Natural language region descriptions
<<<<

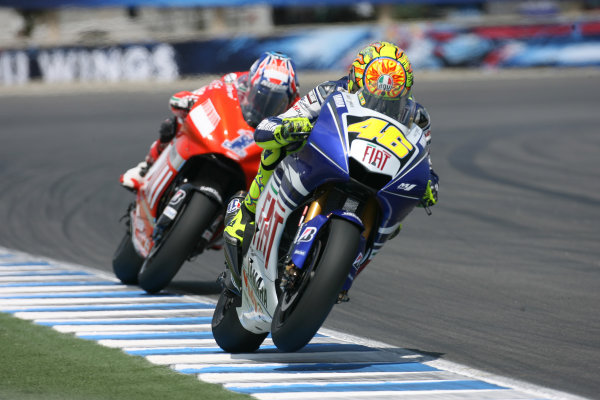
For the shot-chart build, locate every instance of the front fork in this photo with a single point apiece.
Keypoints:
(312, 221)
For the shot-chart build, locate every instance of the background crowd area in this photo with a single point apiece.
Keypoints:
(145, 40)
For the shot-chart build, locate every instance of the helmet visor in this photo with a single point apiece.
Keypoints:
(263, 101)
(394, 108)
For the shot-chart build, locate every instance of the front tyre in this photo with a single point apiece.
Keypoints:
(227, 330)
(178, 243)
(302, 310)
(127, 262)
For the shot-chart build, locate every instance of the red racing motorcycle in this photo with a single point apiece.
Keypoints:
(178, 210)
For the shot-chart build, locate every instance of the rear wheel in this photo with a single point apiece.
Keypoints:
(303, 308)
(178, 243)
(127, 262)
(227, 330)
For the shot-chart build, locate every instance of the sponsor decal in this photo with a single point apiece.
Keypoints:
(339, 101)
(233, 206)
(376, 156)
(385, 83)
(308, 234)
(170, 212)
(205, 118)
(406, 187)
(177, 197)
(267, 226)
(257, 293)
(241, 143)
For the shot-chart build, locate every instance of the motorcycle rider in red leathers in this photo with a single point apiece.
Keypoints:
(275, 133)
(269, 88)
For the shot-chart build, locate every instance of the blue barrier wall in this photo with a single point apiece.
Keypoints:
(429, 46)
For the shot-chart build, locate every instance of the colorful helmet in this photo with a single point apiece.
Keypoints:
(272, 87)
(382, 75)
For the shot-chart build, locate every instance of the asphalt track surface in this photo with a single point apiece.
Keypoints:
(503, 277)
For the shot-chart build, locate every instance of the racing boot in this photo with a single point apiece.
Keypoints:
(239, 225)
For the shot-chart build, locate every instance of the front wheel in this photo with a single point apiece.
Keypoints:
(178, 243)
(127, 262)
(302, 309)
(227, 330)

>>>>
<<<<

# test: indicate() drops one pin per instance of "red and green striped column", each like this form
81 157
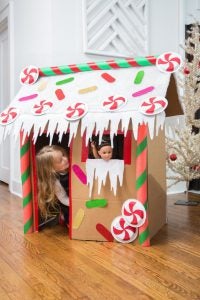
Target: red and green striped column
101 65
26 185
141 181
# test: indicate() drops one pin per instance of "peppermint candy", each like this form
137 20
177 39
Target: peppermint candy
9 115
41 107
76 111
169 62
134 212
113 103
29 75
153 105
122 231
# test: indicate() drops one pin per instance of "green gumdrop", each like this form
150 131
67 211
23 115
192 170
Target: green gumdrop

>>>>

### Your instructions
The lines above that hold the word "indicate" should be found and copied out.

### Output below
# test: indicate() drops one pin per instance of "red and green striped column", each like this form
# test: indicate() drops one pin per instance of "peppermint candy", each like this form
# test: indicate() drops one pin per instance of "green gumdrop", each like this form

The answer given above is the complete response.